[Exercise requirements]
Quote all of the data exactly as given. Skip every picture it contains.

[Exercise input]
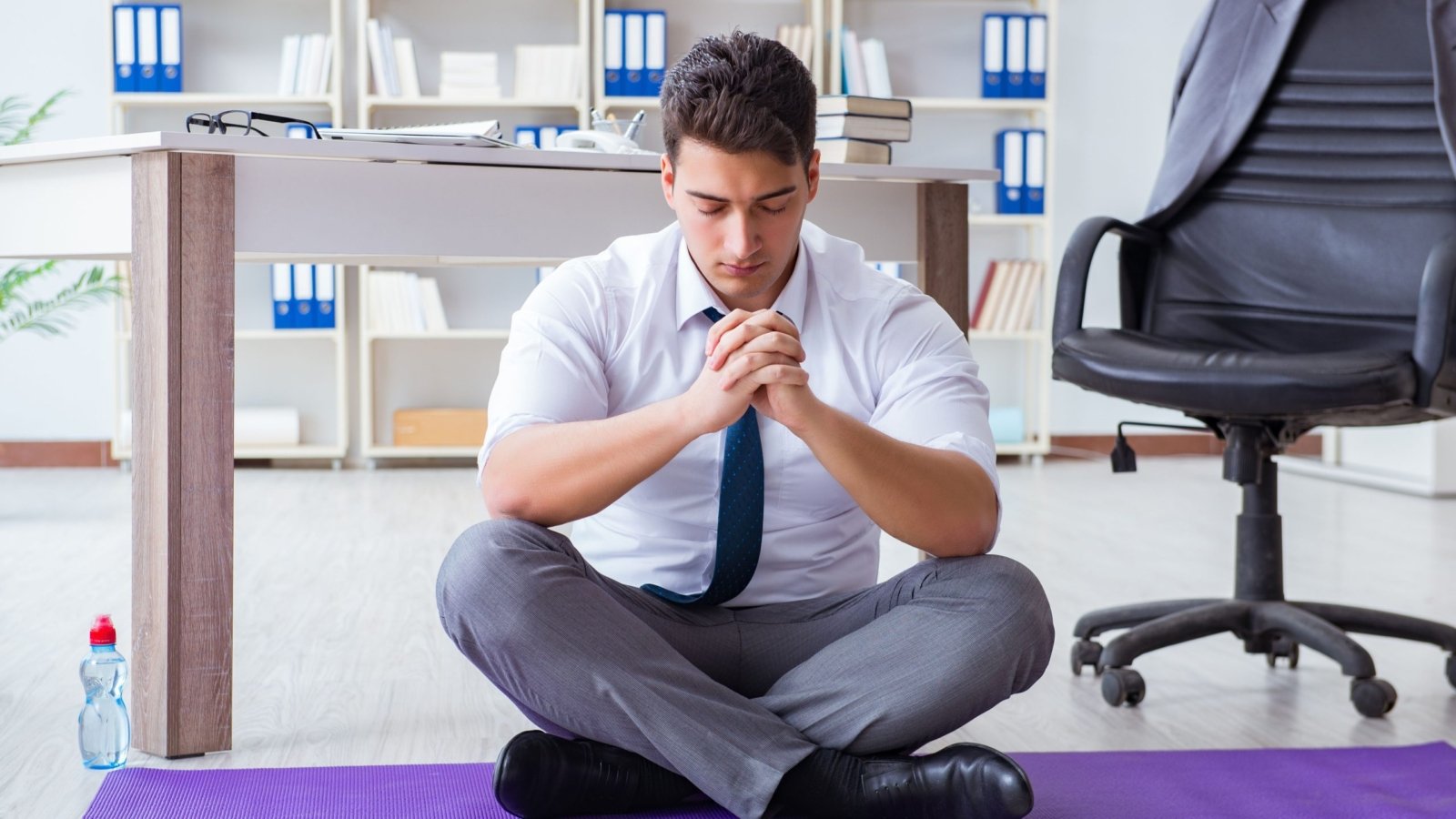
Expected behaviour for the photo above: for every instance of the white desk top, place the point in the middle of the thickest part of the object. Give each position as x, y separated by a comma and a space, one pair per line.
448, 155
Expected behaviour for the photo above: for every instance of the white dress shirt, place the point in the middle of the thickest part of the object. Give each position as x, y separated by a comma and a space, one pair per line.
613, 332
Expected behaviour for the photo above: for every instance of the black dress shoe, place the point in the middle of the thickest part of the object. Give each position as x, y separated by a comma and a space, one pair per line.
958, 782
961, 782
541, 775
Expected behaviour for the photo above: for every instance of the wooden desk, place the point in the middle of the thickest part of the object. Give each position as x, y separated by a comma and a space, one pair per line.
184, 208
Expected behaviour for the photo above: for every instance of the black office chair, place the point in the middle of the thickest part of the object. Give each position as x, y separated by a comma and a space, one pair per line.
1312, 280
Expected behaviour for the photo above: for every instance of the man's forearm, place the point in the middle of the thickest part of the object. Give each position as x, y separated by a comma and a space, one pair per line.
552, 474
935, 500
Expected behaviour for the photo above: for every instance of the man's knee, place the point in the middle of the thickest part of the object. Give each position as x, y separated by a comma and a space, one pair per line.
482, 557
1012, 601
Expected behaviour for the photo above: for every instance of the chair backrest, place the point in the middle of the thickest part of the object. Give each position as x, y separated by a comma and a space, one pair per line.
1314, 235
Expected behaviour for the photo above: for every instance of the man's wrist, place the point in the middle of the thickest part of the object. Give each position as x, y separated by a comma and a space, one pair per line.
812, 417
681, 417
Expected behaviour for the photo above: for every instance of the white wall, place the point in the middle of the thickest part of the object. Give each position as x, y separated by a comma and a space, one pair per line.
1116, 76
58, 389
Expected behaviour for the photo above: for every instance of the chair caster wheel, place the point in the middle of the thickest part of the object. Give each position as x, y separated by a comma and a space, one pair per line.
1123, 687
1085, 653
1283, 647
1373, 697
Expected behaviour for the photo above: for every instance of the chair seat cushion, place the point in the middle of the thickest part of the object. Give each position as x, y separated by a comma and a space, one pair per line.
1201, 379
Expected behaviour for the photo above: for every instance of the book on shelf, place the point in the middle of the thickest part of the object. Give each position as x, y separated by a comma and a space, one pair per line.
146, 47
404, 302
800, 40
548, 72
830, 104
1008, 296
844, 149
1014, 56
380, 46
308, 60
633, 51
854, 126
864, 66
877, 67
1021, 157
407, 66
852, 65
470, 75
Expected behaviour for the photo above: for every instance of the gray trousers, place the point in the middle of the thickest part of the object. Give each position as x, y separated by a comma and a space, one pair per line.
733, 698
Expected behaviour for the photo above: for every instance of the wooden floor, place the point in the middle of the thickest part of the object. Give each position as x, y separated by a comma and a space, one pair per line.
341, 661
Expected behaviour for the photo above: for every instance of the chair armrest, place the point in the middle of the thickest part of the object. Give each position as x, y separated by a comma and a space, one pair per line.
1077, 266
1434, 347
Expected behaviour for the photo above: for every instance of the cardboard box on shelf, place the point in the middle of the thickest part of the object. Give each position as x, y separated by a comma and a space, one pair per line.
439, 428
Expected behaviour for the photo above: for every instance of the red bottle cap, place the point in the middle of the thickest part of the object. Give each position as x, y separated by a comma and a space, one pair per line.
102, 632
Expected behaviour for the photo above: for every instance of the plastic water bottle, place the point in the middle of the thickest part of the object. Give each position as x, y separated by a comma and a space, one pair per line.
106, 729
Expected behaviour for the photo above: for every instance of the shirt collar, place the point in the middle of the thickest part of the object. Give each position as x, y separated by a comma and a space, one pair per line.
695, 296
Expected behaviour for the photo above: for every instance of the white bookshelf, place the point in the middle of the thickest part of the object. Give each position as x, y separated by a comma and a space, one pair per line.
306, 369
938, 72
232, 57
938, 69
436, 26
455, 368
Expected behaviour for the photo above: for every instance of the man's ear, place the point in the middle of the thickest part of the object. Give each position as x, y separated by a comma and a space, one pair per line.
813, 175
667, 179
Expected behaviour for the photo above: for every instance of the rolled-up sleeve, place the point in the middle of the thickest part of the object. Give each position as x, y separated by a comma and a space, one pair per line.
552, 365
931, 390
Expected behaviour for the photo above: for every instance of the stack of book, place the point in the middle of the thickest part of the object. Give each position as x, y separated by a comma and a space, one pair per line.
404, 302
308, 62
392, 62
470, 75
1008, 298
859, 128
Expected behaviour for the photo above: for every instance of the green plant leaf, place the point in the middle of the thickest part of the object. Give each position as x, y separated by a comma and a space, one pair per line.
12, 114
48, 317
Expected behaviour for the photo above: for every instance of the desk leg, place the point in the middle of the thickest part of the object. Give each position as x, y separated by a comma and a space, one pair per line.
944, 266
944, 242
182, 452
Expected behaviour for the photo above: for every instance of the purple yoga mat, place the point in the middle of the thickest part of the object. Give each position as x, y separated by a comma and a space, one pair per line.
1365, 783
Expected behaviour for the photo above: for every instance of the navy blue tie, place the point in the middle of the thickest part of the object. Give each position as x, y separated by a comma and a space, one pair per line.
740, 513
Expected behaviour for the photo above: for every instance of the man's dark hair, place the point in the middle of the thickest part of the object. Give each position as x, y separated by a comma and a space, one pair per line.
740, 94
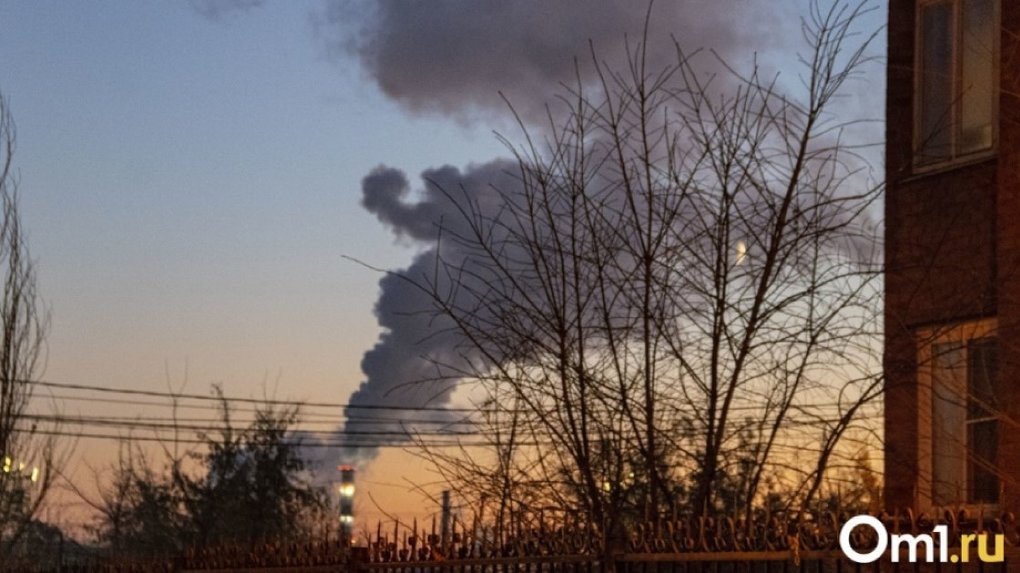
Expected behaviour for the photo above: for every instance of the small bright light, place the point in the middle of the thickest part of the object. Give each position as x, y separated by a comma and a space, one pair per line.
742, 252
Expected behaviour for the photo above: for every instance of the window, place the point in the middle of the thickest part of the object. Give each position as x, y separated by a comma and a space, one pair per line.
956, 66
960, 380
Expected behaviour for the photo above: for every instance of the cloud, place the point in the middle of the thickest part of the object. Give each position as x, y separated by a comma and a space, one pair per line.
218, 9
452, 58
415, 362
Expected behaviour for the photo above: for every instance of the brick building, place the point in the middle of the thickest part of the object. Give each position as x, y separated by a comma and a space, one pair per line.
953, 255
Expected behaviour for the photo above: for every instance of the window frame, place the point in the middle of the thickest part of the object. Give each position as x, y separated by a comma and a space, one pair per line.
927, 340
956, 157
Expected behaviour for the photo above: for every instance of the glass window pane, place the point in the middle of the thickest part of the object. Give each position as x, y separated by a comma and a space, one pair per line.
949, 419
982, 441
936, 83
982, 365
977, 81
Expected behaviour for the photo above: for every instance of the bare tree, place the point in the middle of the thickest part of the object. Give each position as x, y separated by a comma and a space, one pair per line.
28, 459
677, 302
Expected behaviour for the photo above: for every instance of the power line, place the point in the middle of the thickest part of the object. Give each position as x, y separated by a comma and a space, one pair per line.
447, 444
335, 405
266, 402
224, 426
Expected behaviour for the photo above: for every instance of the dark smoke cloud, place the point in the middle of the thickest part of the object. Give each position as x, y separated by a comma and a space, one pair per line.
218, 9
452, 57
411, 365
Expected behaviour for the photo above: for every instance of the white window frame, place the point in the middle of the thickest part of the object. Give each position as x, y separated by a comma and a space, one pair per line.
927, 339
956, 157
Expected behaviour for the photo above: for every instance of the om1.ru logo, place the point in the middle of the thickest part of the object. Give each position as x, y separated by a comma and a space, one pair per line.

[Reply]
Expected behaviour for the photo above: for every instance of the white desk top, place the point in the middle of the thickest part of the object. Give each position as x, y separated by a comma and a space, one pair per line.
448, 155
Expected behaviour for the photo above: for every instance of the white dress shirt, place the point in the middle of the thickest part of the object. Give each position as x, y separated by a comma and a space, one pair per line.
613, 332
Expected behaviour for the photo above: for every instance of the black dress shoe, place the point in the middle of the thickest part of the object. Give each position as x, y separated by a comma and a space, one pair per line.
958, 782
961, 782
541, 775
Expected behaviour for the photo above: for every instance of the wooden desk, place the point in the middle of the thickest part of the object. Give each position as x, y separated by a comma and a space, one pair per line.
184, 208
Expected behaviour for the photo above: for every instance of the black office chair, place the point in the middle of the thickest part of the object. Give each position as x, y separated by a comma and a space, one pair per line.
1312, 280
Expected behaviour for the photo above: for every instance of the man's forearm, place the point in the middle of the thickest part of the object. Give each position as x, y separated by a comma and a space, one pair per line.
552, 474
935, 500
Expected behaviour for the photo above: for every instance of the man's knee, place the point in the middle of the thickest part of the object. Give each position as x, y separated by a comma and a space, one pair per line.
482, 557
1012, 601
Expected behaviour for the photo above: for every instance of the chair backrest, place the point in the middle of the thickest part of the object. Give each position as x, y separated by a comma and a space, one pair per line.
1314, 235
Expected behaviour for the photo above: for every instance of the man's wrist, place the point in the middle of the thickest part of the object. Give each position as x, y separated by a comma and a space, one pair per line.
812, 417
681, 417
Expected behaviour for the photo above: for every instance of the white wall, place the point in the middle of the thickest part of the object. Give each position as x, y separated by a comma and a space, one pair per line.
1116, 76
58, 389
Expected behaviour for the photo above: for every instance of the chair caster wheel, place the point in the middle of the thickest part of the object. Give each position as x, y separated by a comma and a space, one pair per line.
1123, 687
1085, 653
1283, 647
1373, 697
Expected behaviour for the photo above: for every instance of the chair seat cushion, place the point in the middle of the thickest part of the object. Give each position as x, y separated by a comma and a space, one pair per line.
1201, 379
Expected behaviour for the photo above: for every instance of the book on shelf, place the point in the middle of the thickest part of the object. Give each position as x, y separated by a comma and a space, one pair per line.
146, 47
404, 302
800, 40
548, 72
830, 104
1008, 296
844, 149
1014, 56
380, 46
308, 60
633, 51
854, 126
864, 66
877, 67
1021, 157
407, 66
852, 65
470, 75
Expected behaviour for the photo above: for every instance of the gray trousers, place the point in the middle of the thickest part of the object. Give each position as x, y separated by a comma and a space, one pair per line.
733, 698
Expected behaviour for the photo above: for every instance of the wooden floor, place the point in the middle of the thickest part of the object. Give each position as x, y separated by a comma and a space, one pair per line.
341, 661
Expected behaviour for the photo above: for every instance of the chair armrest, place the point in the middle of the thickest part of the object. Give each position as x, y separated by a comma and a space, one pair per line.
1077, 266
1434, 347
Expected behaviour for the photo above: for every instance of the cardboard box on shelf, place the point in the middle of the thickest part of the object. Give each position as x, y separated by a comma and a space, one pair per line.
439, 428
Expected behaviour for the photo above: for every instance of the red bottle cap, place the point in the middle of the thickest part of the object. Give each position as x, y separated by a comma and a space, one pair per line.
102, 632
Expected behaviour for the photo above: for every instance of the plastic water bottle, place the point in the middle of the thickest part of the object. Give each position as x, y separated by a comma and a space, one pair per line.
106, 729
Expected behaviour for the photo above: for every instance of the shirt collar, place the point in the middle of the thickest part of the object. Give each position as x, y separated by a comma and a space, one pair per line.
695, 296
Expected behaviour for the photo above: for every instance of the white bookshelf, place the point in the middle of the thickest part of the object. Give each position as x, y separated by a comma and a space, one pair per line.
306, 369
938, 72
232, 57
938, 69
436, 26
455, 368
Expected behaviour for the photo above: for every instance of the man's ear, place the point in the middle of the thickest part of the object. Give each position as x, y separated by a comma and a space, one pair per line.
813, 175
667, 179
Expected behaviour for the photo above: for every instance of the rolled-up sleeve, place the point in the middle of the thickest part of the object. Give each position as x, y separated by a comma and a space, one pair per line.
552, 365
931, 390
Expected behaviour for the photo above: for every instance of the stack of book, place the point in the middle of the thickest part of the object. Give each position as x, y separated by a comma and a space, one pair per line.
404, 302
308, 62
392, 62
470, 75
1008, 298
859, 128
Expected behaviour for the photo above: for every instance of the green plant leaf, place the point in the middle of the thickest part of the object. Give each position as x, y separated by a comma and a space, one pair per line.
12, 114
48, 317
Expected behaviour for the photo above: for every instance of the desk leg, place the point in the middle of the thickest part of the object. Give each position as x, y separated by a comma and a space, one pair per line.
944, 266
944, 242
182, 452
Expected behaviour for the photo above: for every instance of the purple yoga mat, place the point in the middle of the thickest part of the object. Give each position as x, y separated by a comma and a space, one pair per line.
1365, 783
Expected behaviour for the photo above: for every instance of the navy blue tie, place the point in the middle of the thickest part of the object. Give each position as x, y separated by a comma and a space, one pair per line.
740, 513
Expected behaviour for the photo above: for every instance of the man's dark hair, place the point in the middle of the thickest part of the object. Give each position as x, y separated by a comma and a space, one pair per line.
740, 94
Expected behaviour for the photo above: for every instance of the small bright light, place the point in the middle of the thickest part of the object. Give each position as x, y separated by a comma and a space, one pair per line.
742, 252
Expected behaviour for the photo above: for every instance of the window, place the point in the middle of the thickest part of the object. Give each position as x, y separated by a comma and a space, one pair per line.
956, 66
960, 380
Expected behaviour for the photo above: for every instance of the cloud, place the point in the middle of the thickest part of the object. Give each position as x, y separated by a comma and a space, one pair per line.
218, 9
452, 58
415, 362
Expected behaviour for the photo above: for every instance of the brick building, place the point in the middle of the thickest part of the object. Give each position as x, y separated by a comma and a space, one pair per line.
953, 255
Expected behaviour for the photo above: for every instance of the window frame, place the point in the middle of the thickest part of the object. Give each position as x, y separated by a comma and a space, one pair per line.
927, 340
956, 157
Expected behaviour for the photo above: for every instance of the glass window pane, place the point in the middle of the thickest part of the object. Give each position as x, y separated by a comma and a space, one pair per line.
949, 419
982, 441
936, 83
982, 365
977, 81
Expected behaviour for the photo above: for every instance of the bare tree, place the point in the middle of the thickest part of the object. Give each position as x, y separated by a comma and a space, one pair per line.
28, 459
677, 302
Expected behaviour for the photo above: for every instance of the power line, place the point in the middle of the thickest part of the object. Give each position as x, y separated by a comma and a space, one pair per line.
447, 444
335, 405
266, 402
224, 426
Expected behaviour for the photo above: for every instance of the dark smoke cloud, place the point in the middle of the thickest part of the object. Give each position as x, y separated by a comma and a space, one pair per line.
218, 9
452, 57
411, 365
Expected behaviour for the photo above: for every instance of the white window frame, place the point in the middle of the thickest part of the object. Give each position as x, y separated by a comma and a space, one pair per line.
927, 339
956, 157
Expected behaviour for the photo above: for every instance of the om1.ru logo, place the point in the middle of the thickest part of the object. Give each position as x, y separated by a comma and a space, one pair per line.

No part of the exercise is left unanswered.